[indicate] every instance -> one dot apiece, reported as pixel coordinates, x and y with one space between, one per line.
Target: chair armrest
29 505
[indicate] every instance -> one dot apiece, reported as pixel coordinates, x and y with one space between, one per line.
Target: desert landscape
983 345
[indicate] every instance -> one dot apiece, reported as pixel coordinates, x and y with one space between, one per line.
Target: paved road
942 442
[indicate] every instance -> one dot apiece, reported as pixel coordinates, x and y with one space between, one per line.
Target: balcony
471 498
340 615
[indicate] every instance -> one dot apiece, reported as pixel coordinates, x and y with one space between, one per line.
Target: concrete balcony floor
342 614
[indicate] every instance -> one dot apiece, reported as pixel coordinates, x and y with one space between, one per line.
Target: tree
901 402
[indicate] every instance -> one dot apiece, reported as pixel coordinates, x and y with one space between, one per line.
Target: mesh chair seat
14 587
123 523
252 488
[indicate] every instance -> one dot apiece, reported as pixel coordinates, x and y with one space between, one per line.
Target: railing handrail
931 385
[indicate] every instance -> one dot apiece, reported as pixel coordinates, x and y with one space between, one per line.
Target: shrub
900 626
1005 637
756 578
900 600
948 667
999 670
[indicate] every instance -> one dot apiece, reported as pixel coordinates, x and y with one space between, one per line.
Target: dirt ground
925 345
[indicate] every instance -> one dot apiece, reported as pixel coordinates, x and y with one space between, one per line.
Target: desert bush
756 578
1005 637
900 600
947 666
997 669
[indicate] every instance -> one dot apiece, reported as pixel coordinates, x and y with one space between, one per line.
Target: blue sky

# WHAT IS ASKED:
Copy all of the items above line for line, without changing a single character.

# FINAL RESULT:
[indicate] every instance -> one dot apiece, reported as pixel coordinates, x and y with one space between, one per line.
Target: chair armrest
29 505
[indicate] every instance -> one dot apiece, reported as pixel coordinates, x and y with one space between, one per line.
Target: desert landscape
983 345
[indicate] every instance -> one dot apiece, reported as pixel coordinates, x and y with one space between, one per line.
Target: paved road
942 442
[indicate] every instance -> one dot apiece, reported as pixel coordinates, x and y with one space between, one per line.
Target: balcony
471 498
340 615
[indicate] every instance -> one dot apiece, reported as pixel coordinates, x and y with one space between, one per line.
Target: concrete balcony floor
342 614
[indicate] every instance -> one dot apiece, reported as pixel coordinates, x and y with one space between, one per line.
Target: tree
901 402
[indicate] every instance -> one dot apiece, reported as pixel coordinates, x and y with one space between, one per line.
Target: mesh chair seat
14 587
123 523
252 488
[indicate] every instance -> one dot apiece, reported as pixel coordinates, x and y with one space between, one per line.
Target: railing handrail
931 385
[indicate] every instance -> one dot apiece, reported as pixel coordinates, x and y with one space between, one per line.
Target: shrub
900 626
1005 637
756 578
900 600
948 667
999 670
[indicate] every instance -> one dot apiece, reported as pixel coordinates, x and y with one space between, one per line.
Target: dirt ground
925 345
[indicate] every instance -> one dot apiece, reported as pixel coordinates, x and y with one space between, one per line.
Target: desert bush
756 578
1005 637
900 600
947 666
997 669
[indicate] every instance -> one dot apiece, reported as pixel coordinates, x and y with one space between, one per line.
Target: blue sky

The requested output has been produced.